## Problem description
Could you rescale the records starting with the line that contains "Shelf compliance check — does the yellow" and going on through the end of the records, reproducing only those lines, requests included? Multiply every coordinate in the answers by 1.45 and round to whole numbers, with halves rounded up.

## Recorded information
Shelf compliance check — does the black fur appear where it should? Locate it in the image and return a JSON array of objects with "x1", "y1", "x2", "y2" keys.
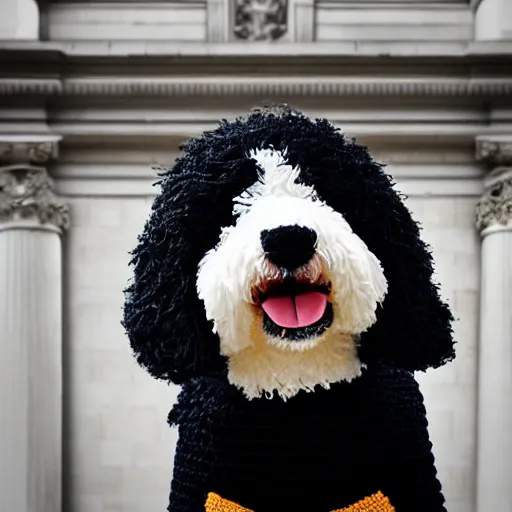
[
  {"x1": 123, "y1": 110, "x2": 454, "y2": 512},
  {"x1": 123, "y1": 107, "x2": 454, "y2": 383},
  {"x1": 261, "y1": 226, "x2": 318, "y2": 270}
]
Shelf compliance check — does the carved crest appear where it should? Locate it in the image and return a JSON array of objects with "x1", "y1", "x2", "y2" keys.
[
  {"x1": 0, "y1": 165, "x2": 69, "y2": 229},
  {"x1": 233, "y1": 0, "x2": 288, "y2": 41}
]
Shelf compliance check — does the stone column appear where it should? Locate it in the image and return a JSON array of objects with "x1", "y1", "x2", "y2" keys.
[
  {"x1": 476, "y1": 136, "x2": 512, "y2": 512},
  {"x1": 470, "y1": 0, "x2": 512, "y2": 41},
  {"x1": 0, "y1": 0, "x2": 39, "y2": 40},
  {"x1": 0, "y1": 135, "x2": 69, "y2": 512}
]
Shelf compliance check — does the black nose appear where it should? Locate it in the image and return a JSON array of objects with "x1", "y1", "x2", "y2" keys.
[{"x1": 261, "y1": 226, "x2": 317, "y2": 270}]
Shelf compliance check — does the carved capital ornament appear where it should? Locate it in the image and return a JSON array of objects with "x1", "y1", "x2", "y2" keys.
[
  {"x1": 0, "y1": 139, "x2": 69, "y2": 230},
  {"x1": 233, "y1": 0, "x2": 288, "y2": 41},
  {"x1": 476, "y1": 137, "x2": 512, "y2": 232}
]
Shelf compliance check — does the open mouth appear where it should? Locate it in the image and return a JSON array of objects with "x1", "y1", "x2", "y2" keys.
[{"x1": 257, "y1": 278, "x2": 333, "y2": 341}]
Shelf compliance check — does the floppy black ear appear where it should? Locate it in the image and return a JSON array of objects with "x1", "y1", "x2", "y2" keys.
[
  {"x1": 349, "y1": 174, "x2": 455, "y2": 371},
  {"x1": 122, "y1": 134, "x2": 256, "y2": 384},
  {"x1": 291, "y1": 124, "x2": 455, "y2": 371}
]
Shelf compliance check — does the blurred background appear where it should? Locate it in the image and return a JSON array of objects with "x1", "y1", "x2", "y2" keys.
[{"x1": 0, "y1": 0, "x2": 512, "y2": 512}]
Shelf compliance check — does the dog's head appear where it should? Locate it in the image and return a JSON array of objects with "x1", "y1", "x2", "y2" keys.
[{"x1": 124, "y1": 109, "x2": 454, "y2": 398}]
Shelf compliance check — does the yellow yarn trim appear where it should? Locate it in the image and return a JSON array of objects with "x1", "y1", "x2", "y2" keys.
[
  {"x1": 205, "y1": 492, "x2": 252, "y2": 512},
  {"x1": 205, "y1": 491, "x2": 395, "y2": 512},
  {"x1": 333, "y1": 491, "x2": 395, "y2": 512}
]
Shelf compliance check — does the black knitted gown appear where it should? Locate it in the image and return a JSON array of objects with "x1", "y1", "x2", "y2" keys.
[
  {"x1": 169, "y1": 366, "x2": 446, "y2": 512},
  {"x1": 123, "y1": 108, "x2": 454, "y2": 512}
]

## Answer to the exercise
Shelf compliance check — does the yellow yarn trim appear where it should? Locate it in the image and return a JSON array of objects with "x1", "y1", "x2", "y2" keys.
[
  {"x1": 297, "y1": 713, "x2": 365, "y2": 742},
  {"x1": 297, "y1": 712, "x2": 573, "y2": 742},
  {"x1": 483, "y1": 712, "x2": 573, "y2": 742}
]
Shelf compliance check — does the black knitted gown appear where it should? Locate it in the image and return a JSON array of objects with "x1", "y1", "x2", "y2" keys.
[
  {"x1": 245, "y1": 531, "x2": 647, "y2": 742},
  {"x1": 178, "y1": 157, "x2": 658, "y2": 742}
]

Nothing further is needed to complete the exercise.